Selecione e copie cada linha abaixo em que aparece a sequência "xmax".

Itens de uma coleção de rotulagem
-- -- --

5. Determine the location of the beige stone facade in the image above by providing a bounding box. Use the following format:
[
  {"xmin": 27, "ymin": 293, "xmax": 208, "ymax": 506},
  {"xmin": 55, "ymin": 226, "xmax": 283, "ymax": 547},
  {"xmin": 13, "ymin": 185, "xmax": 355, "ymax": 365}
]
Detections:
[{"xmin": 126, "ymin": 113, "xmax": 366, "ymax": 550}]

-- -- --

-- RESPOSTA DO EXERCÍCIO --
  {"xmin": 27, "ymin": 293, "xmax": 208, "ymax": 506},
  {"xmin": 55, "ymin": 226, "xmax": 283, "ymax": 547},
  {"xmin": 13, "ymin": 185, "xmax": 355, "ymax": 365}
[{"xmin": 126, "ymin": 113, "xmax": 366, "ymax": 550}]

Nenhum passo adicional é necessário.